--- Data in this exercise ---

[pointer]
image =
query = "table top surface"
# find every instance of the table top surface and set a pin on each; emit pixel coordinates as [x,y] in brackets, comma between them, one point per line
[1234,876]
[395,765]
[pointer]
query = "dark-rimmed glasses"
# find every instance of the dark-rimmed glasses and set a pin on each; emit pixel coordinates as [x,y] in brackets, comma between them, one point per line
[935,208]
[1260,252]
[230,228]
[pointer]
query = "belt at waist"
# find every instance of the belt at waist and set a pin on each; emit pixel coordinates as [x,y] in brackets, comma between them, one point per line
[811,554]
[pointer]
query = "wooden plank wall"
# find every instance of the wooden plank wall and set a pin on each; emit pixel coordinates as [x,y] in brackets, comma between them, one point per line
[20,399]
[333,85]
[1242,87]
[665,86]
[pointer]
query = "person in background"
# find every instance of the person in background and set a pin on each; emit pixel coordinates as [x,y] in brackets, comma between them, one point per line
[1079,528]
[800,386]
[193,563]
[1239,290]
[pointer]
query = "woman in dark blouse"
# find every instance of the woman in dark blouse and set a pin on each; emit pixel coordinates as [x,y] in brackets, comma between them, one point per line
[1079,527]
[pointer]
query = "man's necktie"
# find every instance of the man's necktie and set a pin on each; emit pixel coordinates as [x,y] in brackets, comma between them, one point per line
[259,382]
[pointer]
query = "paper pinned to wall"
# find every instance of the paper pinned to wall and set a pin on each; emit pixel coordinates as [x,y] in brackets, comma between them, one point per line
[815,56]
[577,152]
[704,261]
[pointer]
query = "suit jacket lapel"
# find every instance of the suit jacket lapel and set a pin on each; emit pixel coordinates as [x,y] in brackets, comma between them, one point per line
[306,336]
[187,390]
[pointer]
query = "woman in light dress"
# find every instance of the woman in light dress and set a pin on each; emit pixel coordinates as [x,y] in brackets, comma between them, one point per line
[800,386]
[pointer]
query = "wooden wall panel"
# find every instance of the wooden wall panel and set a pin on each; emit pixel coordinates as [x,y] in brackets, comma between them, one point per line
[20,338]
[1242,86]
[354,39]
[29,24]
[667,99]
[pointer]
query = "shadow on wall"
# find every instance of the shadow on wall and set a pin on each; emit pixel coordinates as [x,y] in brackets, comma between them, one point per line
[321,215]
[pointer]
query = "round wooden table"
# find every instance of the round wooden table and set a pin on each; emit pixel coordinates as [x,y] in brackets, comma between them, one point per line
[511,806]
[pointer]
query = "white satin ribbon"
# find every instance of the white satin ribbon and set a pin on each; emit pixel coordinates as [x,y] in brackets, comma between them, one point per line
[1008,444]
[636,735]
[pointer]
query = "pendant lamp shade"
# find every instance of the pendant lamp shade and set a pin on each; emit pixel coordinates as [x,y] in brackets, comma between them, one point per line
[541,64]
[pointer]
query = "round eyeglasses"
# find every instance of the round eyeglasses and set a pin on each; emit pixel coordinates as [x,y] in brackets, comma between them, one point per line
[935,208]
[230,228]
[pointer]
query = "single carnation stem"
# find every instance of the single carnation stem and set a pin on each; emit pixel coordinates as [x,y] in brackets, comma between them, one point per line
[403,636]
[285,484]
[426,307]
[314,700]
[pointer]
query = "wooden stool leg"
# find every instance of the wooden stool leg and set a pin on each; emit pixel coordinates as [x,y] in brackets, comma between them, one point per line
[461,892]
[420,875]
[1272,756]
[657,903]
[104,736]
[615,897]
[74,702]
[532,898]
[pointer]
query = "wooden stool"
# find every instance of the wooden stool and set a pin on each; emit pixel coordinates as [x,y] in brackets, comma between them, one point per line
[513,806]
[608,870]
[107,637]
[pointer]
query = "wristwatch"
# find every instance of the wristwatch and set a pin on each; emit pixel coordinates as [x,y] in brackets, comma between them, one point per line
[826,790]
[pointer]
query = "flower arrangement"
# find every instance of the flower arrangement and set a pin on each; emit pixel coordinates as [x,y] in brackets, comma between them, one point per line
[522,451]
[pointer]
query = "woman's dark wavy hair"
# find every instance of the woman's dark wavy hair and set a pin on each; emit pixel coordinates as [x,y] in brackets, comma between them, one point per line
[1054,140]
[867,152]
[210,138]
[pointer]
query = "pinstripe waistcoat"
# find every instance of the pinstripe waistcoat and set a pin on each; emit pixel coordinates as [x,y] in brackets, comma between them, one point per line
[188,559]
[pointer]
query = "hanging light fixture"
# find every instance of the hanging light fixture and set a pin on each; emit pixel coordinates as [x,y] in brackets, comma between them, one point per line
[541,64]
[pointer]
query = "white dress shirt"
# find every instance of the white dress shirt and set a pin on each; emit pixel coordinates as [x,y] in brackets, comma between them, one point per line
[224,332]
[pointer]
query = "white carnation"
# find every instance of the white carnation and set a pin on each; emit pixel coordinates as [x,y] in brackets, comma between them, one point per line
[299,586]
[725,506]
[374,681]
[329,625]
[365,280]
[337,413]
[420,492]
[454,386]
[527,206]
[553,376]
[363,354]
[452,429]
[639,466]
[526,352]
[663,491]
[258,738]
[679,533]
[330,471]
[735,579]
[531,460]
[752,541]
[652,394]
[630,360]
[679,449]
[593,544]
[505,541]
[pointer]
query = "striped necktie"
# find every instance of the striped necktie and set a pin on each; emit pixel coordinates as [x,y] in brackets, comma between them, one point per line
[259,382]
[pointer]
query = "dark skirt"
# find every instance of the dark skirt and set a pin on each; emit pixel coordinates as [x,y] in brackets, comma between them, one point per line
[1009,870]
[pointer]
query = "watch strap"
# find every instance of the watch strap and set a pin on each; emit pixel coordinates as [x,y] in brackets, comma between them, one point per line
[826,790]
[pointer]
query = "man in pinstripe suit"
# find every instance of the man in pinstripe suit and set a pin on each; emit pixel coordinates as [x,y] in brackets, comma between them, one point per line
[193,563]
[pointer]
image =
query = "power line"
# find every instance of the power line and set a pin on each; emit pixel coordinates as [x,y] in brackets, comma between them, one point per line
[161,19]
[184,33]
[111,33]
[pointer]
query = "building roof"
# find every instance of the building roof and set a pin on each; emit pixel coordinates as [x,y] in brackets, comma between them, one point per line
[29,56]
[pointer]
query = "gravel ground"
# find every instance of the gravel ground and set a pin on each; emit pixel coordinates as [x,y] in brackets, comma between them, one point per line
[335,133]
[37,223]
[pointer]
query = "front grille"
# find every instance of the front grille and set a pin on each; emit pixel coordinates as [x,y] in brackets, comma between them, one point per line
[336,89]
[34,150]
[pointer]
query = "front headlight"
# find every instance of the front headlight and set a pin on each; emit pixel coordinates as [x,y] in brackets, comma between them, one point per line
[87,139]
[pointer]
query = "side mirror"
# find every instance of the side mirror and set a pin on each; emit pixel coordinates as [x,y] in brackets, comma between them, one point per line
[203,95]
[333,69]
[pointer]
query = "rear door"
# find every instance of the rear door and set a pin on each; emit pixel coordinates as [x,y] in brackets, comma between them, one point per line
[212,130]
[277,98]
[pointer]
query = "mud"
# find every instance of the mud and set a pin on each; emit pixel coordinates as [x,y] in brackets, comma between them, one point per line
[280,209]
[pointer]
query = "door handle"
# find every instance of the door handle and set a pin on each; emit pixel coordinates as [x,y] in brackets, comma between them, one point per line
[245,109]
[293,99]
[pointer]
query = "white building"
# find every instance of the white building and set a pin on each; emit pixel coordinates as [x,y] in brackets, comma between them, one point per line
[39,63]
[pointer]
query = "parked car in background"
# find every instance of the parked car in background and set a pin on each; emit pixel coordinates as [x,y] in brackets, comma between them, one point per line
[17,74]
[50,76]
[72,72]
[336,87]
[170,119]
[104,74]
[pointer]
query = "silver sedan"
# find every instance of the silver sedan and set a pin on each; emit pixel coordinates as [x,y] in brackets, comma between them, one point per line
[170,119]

---

What to work on. Please restate word for word the lines of the material above, beginning with the one that holds "# find every instance of the mud" and ending with the last.

Answer to this problem.
# find every instance of the mud and set a pin on each; emit pixel coordinates as [x,y] in brackets, comma between them, one point per line
[280,209]
[pointer]
query = "door handle"
# find every instance of the door handle and set a pin on each; emit pixel coordinates as [x,y] in brackets, comma between them, one point per line
[245,109]
[293,99]
[pointer]
query = "white building"
# find every instance of the white building and set a pin on each; emit pixel coordinates as [x,y] in brackets, comma between them, one point per line
[39,63]
[pointer]
query = "parked car in background"
# find every instance of the parked car in background and set a pin on each; emit pixel coordinates as [x,y] in brackets, comma between them, one point per line
[17,74]
[50,76]
[72,72]
[336,87]
[170,119]
[104,74]
[pointer]
query = "silver sedan"
# find every instance of the silver sedan and set a pin on each; emit pixel coordinates as [x,y] in brackets, comma between them, one point per line
[170,119]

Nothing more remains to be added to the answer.